START SOURCE PASSAGE
# i looove waternymph!



## spam_musubi_ (Apr 10, 2007)

i tried to wear my hair all cute with chopsticks my brothers foreign exchange student brought us from japan like agoraroarasuras, but i don't like my hair up. i think my jaw line is too small or something...it looks weird.




i used

face:
everyday minerals in sandy beige
glissade msf
naked you msf
i don't remember what else.

eyes:
udpp
waternymph e/s
pandamonium eyes quad
urban decay turquoise and gold glitterliners
the purple softsparkle eye pencil
diorshow mascara...it looks clumpy because i put it over other mascara that i wore all day

lips:
new flame lipglass
pastel polish chromeglass

and i tried to make some videos that show how it really looks.....because i suck at taking pictures...i dunno if it looks more true to life in the videos?


----------



## stephbunny (Apr 10, 2007)

gorgeous!


----------



## saniyairshad (Apr 10, 2007)

i am serious ur absolutely stunning hon...so fresh and flawlessly gorgeous skin...ur MU skills ROCK!!!


----------



## Shimmer (Apr 10, 2007)

love waternymph myself, and your chopsticks are cute.


----------



## ~*Starlicious*~ (Apr 10, 2007)

like the color combo!


----------



## Krasevayadancer (Apr 10, 2007)

Ohh, those colors look great together. They would be awesome for a night out i bet


----------



## prinzessin784 (Apr 10, 2007)

Beautiful!!  I love those colors together!


----------



## Midgard (Apr 10, 2007)

Gorgeous!


----------



## spam_musubi_ (Apr 10, 2007)

Quote:

   Originally Posted by *saniyairshad* 

 
_i am serious ur absolutely stunning hon...so fresh and flawlessly gorgeous skin...ur MU skills ROCK!!!_

 
you're crazy about the skin! haha mine's actually pretty bad right now, but thank you so much!
and thanks everyone else tooo! i love specktra you guys are so nice and helpful!


----------



## MAC is love (Apr 10, 2007)

i like the glitter liner


----------



## Jacq-i (Apr 11, 2007)

You, your makeup, and your hair are so pretty!! I love waternymph too, it's the only eyeshadow I have a backup of.


----------



## ExquisiteImages (Apr 11, 2007)

Pretty


----------



## glamdoll (Apr 11, 2007)

I liked the pics,
but after seeing the video..
WOW! they look so vibrant and beautiful!!

u got great skills


----------



## spam_musubi_ (Apr 11, 2007)

thank you ladies 
	

	
	
		
		

		
		
	


	




jacq-i...i wish i had a backup! haha it's sooo gorgeous.
END SOURCE PASSAGE
#### SHORT PROBLEM
Can you reproduce the makeup thread word for word, from "Originally Posted by" up to and including "nice and helpful!"?
START ROWS
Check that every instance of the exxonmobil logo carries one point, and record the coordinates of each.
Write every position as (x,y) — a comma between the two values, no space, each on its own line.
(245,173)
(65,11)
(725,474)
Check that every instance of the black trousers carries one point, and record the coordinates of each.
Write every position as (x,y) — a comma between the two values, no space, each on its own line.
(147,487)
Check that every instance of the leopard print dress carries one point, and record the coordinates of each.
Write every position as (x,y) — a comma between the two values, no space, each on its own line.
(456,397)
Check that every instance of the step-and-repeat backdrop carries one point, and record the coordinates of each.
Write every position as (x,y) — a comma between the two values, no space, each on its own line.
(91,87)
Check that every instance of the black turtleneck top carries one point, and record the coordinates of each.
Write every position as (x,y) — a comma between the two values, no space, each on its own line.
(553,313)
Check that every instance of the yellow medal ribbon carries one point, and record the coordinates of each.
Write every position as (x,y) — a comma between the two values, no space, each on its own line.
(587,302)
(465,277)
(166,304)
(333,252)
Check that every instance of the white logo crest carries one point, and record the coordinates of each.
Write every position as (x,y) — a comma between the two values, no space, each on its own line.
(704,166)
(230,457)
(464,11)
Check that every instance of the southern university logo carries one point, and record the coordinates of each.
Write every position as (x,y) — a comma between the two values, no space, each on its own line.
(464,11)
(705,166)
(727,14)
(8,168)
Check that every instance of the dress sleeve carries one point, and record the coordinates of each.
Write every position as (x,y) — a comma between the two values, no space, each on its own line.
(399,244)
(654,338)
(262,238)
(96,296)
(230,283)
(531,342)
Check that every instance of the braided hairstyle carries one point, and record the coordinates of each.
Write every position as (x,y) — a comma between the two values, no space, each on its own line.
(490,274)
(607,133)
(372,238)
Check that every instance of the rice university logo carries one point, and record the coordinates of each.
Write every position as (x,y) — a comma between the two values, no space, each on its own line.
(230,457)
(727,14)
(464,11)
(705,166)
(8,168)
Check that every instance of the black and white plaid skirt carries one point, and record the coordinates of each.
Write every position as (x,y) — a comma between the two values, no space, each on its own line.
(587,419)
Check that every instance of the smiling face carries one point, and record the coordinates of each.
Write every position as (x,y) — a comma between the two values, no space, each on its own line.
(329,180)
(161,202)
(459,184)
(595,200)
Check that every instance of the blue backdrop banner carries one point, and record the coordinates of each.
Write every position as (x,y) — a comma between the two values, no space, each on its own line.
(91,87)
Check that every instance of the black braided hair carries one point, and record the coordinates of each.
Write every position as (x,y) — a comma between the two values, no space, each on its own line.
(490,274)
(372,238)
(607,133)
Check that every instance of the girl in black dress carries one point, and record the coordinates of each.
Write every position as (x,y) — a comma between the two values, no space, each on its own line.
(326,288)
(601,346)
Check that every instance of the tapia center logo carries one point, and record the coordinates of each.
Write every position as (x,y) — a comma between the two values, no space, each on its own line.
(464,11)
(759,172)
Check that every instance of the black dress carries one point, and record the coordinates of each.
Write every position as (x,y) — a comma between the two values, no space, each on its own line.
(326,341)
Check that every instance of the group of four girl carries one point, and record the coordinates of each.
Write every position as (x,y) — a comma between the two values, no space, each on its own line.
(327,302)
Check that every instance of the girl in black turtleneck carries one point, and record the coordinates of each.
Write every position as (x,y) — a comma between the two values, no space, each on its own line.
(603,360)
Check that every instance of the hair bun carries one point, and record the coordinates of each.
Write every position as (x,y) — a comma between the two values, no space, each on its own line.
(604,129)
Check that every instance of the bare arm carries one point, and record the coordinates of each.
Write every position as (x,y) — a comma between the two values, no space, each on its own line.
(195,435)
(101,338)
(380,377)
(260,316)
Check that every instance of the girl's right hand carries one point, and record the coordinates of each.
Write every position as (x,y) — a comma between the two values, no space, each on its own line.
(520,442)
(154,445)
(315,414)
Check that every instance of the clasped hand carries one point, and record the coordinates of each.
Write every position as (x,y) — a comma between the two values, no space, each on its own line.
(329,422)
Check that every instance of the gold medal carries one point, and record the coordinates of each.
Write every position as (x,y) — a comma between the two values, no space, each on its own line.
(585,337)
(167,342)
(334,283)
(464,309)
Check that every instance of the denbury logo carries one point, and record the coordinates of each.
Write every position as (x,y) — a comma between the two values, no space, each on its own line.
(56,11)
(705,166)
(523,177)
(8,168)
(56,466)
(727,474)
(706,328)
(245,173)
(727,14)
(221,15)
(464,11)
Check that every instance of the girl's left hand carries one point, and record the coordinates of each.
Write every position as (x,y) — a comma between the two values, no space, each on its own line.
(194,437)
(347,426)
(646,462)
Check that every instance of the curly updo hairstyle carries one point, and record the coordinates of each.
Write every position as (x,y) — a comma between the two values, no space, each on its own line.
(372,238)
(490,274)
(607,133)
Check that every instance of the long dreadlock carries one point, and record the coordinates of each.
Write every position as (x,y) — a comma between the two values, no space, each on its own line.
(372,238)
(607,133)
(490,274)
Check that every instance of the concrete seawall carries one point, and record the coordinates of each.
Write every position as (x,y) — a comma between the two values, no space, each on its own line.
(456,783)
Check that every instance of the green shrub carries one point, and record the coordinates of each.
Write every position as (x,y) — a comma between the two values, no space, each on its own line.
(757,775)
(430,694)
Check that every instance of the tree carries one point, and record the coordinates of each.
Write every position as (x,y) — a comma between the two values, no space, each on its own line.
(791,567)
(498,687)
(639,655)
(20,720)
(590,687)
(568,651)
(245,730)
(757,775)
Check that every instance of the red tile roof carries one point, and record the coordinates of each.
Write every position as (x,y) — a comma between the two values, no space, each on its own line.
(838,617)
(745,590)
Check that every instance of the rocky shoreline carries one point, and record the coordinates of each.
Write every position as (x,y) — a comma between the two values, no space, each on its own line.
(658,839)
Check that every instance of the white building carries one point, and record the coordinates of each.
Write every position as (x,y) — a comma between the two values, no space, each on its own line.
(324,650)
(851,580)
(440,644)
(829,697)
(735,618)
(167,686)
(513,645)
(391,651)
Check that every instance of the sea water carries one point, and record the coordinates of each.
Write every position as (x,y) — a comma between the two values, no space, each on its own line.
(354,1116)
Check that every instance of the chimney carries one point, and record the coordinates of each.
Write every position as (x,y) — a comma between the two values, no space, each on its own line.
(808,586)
END ROWS
#### EXERCISE RESULT
Originally Posted by *saniyairshad* 

 
_i am serious ur absolutely stunning hon...so fresh and flawlessly gorgeous skin...ur MU skills ROCK!!!_

 
you're crazy about the skin! haha mine's actually pretty bad right now, but thank you so much!
and thanks everyone else tooo! i love specktra you guys are so nice and helpful!